- **WHAT IS EXPECTED**
In this exercise, return only the lines that run from the line with "point_to MUST return one point per instance of the white table" to the end of the entries below, both included. Pictures are not copied.

- **PROVIDED RECORDS**
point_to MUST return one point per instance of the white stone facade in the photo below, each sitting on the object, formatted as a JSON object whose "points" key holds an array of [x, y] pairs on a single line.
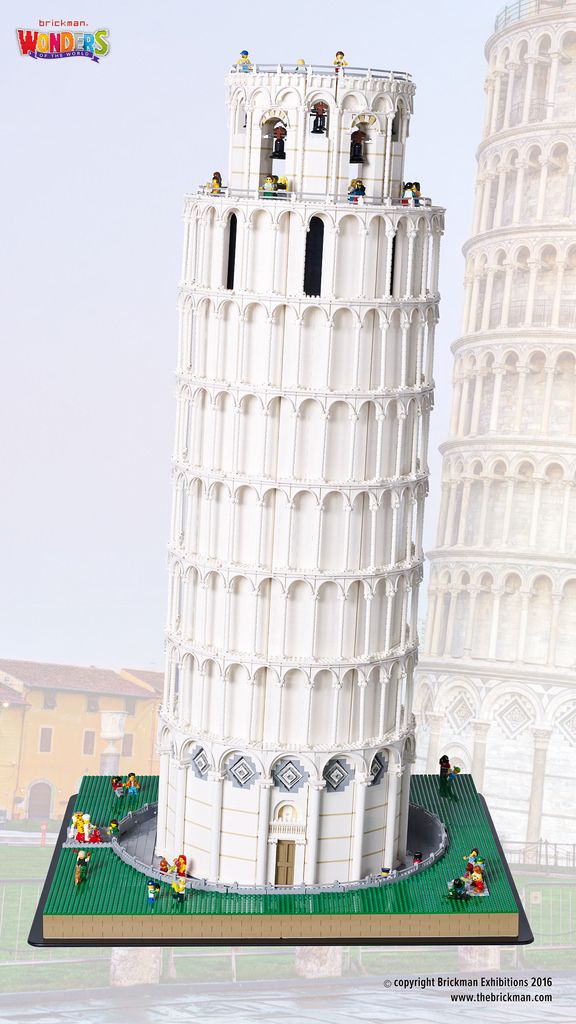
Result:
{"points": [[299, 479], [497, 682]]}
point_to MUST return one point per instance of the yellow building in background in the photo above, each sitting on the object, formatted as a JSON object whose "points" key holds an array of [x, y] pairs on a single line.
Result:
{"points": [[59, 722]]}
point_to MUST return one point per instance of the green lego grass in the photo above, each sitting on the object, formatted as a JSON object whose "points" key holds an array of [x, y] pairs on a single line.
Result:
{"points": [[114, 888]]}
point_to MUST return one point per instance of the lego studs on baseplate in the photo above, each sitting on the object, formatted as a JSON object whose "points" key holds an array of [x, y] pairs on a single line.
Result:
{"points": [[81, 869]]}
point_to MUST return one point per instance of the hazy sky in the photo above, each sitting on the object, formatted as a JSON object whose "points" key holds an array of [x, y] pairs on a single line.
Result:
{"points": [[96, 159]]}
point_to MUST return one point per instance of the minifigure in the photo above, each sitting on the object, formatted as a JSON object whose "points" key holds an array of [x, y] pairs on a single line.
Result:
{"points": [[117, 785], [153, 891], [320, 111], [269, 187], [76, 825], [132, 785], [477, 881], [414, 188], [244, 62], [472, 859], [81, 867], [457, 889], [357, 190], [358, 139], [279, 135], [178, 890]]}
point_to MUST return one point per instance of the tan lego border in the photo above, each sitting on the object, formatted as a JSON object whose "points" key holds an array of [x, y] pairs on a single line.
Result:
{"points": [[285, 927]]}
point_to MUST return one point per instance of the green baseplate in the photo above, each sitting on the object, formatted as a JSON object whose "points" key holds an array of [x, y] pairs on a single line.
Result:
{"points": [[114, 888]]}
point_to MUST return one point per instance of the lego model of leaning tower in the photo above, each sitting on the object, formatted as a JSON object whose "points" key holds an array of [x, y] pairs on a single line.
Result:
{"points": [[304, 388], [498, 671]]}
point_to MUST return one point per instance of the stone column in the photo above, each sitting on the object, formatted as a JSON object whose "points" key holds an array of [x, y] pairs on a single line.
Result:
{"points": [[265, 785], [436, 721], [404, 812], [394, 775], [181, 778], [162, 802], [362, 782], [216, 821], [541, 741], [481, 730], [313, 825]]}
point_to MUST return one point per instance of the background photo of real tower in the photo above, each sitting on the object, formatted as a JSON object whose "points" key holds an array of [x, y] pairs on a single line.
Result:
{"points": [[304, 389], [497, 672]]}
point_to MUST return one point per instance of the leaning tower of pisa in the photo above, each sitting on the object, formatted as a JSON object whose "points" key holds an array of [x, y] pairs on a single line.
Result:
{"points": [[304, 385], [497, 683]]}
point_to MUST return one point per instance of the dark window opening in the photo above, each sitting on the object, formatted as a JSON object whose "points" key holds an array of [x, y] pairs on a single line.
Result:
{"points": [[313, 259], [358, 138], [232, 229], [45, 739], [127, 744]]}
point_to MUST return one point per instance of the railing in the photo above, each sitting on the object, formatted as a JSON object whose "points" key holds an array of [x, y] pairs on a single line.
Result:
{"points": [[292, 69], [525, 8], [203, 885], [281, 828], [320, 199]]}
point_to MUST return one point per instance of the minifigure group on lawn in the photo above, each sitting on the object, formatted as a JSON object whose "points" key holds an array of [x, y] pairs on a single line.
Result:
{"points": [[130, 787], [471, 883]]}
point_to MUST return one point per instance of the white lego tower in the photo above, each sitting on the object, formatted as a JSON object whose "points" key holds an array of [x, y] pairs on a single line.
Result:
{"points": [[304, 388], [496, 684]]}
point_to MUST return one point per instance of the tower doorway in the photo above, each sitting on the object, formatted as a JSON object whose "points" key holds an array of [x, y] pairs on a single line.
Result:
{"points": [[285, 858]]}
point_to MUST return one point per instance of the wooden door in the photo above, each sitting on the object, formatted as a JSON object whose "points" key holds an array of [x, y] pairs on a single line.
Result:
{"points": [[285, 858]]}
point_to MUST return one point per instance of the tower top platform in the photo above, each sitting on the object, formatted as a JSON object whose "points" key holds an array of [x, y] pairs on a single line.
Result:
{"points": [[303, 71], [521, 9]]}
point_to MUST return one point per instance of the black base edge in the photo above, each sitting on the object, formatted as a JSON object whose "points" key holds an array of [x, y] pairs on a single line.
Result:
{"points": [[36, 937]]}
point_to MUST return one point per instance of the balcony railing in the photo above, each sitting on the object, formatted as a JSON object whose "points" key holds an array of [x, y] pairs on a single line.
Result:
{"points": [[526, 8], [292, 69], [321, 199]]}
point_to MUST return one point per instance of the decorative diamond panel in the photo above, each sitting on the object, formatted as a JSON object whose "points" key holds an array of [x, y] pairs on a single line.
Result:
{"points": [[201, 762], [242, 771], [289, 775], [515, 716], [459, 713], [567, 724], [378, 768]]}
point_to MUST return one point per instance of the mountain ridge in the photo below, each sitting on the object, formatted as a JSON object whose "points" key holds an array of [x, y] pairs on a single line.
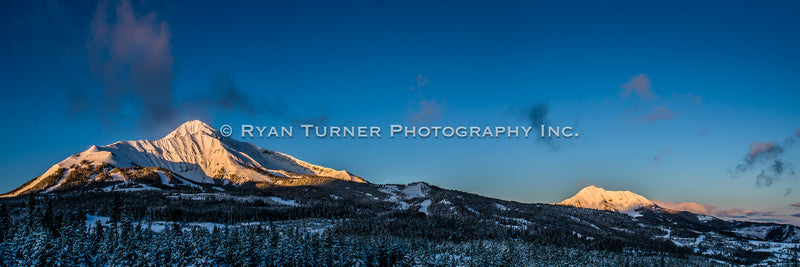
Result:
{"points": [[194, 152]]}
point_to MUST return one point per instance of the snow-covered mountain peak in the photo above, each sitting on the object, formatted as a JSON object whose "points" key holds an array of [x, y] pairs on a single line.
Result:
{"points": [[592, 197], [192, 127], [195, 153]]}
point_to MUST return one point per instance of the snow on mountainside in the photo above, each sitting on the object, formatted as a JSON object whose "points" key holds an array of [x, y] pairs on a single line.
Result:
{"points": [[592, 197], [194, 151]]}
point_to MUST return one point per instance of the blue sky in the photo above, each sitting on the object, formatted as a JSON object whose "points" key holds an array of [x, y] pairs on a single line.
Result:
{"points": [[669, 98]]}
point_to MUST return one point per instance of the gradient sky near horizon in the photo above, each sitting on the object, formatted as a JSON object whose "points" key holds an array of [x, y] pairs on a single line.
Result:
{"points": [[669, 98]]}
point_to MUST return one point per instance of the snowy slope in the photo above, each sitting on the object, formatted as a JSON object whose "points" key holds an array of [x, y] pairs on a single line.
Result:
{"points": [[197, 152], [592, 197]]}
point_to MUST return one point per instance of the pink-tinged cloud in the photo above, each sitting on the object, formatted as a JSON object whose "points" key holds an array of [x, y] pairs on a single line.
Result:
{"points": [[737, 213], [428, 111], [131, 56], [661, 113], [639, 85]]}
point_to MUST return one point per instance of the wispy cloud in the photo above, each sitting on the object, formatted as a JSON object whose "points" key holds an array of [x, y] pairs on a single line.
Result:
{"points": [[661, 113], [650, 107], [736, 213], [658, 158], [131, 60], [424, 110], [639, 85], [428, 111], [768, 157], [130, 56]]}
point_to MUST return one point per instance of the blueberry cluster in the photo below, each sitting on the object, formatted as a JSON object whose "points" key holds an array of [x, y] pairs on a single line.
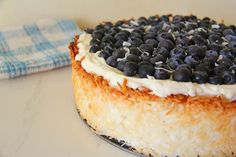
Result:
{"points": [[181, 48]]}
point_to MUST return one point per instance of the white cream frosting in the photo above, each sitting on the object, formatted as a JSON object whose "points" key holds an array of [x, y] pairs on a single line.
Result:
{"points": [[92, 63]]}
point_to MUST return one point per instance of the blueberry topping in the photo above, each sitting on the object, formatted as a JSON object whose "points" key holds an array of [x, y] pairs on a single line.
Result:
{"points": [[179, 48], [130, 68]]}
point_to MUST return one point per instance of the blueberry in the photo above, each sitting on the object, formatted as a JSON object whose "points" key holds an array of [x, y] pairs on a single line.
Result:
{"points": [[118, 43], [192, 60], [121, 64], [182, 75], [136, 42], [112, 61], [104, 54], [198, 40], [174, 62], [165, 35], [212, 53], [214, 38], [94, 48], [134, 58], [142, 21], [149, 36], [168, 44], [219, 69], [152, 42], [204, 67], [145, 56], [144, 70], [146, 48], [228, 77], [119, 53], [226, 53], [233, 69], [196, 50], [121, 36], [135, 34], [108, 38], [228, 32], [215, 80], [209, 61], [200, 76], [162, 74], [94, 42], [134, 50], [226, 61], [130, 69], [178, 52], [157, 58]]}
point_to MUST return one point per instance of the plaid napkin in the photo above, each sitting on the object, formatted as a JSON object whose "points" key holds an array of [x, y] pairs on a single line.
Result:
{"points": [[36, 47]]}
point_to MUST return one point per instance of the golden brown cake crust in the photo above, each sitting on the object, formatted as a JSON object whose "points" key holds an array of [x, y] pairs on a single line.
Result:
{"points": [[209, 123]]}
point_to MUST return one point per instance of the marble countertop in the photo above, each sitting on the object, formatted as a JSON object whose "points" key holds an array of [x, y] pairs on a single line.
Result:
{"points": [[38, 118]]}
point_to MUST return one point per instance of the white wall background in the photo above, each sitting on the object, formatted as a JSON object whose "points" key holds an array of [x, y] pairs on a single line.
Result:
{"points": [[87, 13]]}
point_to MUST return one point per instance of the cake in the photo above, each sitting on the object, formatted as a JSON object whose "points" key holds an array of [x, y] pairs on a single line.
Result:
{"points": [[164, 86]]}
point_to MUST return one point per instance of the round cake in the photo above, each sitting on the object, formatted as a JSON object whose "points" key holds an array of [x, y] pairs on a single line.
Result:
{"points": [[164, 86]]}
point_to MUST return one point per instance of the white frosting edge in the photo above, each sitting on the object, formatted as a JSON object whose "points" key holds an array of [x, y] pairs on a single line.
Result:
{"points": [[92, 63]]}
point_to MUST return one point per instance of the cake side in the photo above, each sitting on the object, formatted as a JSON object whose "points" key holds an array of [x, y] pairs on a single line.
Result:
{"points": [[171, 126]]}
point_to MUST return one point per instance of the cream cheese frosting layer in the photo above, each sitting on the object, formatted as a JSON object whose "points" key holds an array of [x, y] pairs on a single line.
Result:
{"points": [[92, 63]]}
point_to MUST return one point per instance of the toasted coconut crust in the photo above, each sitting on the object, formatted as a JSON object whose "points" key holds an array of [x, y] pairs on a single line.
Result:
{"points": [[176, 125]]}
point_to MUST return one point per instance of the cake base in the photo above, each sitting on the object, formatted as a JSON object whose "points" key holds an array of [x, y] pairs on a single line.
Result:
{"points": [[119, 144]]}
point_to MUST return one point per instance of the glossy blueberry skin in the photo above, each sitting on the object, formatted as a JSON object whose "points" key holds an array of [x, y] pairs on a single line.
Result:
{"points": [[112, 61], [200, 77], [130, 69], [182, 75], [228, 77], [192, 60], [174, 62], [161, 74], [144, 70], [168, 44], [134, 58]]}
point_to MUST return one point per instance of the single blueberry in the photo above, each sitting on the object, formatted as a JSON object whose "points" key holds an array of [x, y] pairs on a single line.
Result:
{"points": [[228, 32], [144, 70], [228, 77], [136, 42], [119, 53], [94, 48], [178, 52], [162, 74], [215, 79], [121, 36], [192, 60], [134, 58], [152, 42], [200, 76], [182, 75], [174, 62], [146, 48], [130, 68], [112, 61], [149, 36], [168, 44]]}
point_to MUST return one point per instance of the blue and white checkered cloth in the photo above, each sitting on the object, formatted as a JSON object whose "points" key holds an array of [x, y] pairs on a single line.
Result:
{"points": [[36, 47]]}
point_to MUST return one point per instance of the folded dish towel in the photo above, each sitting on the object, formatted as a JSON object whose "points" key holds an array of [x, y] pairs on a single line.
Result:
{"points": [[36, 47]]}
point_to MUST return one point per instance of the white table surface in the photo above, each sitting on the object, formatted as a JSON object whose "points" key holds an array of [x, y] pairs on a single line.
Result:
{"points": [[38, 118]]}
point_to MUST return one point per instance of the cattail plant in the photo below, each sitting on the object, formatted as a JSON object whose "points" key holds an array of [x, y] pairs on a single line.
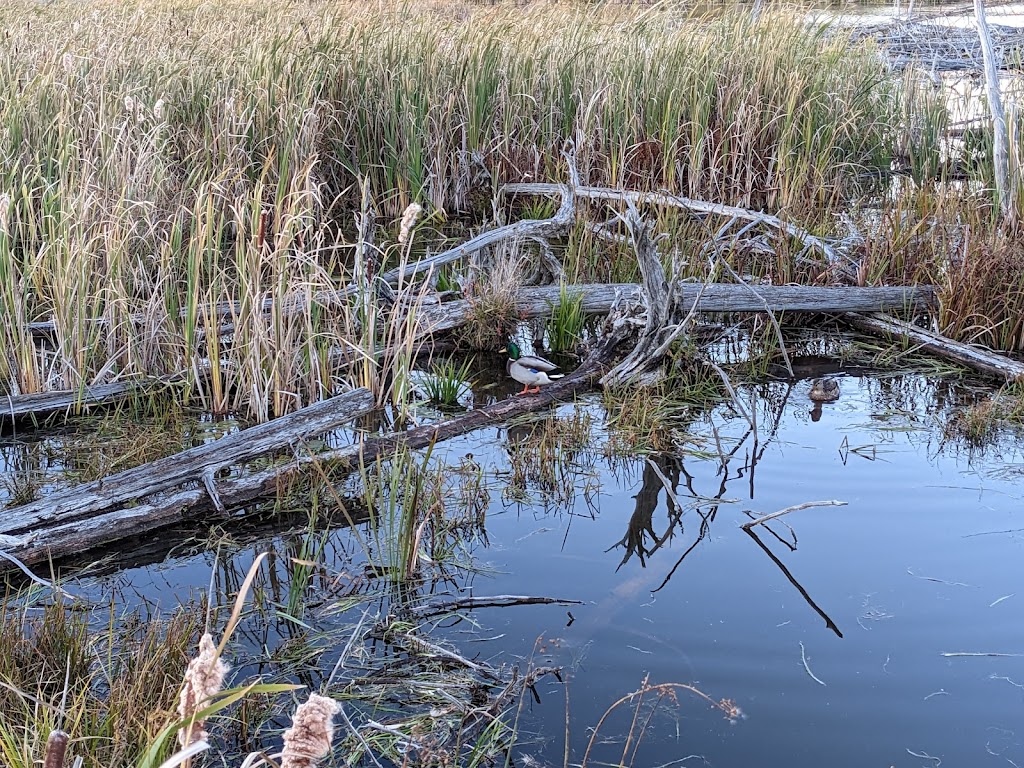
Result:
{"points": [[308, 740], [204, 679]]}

- **RESPONSE TO THE TASK**
point_to MUST return one point per instance of the white table surface in the photo above, each sitting on the object, formatted as a JSON object whose "points" key holds an array of [x, y] pairs on a single line.
Result:
{"points": [[38, 118]]}
point_to MUST return one point per instance of the cattail plant in the photo below, each sitting on the object, formatted as a JSON object whose "points" key holds an array of [x, y] pairs on a single line.
Result:
{"points": [[308, 740], [204, 679]]}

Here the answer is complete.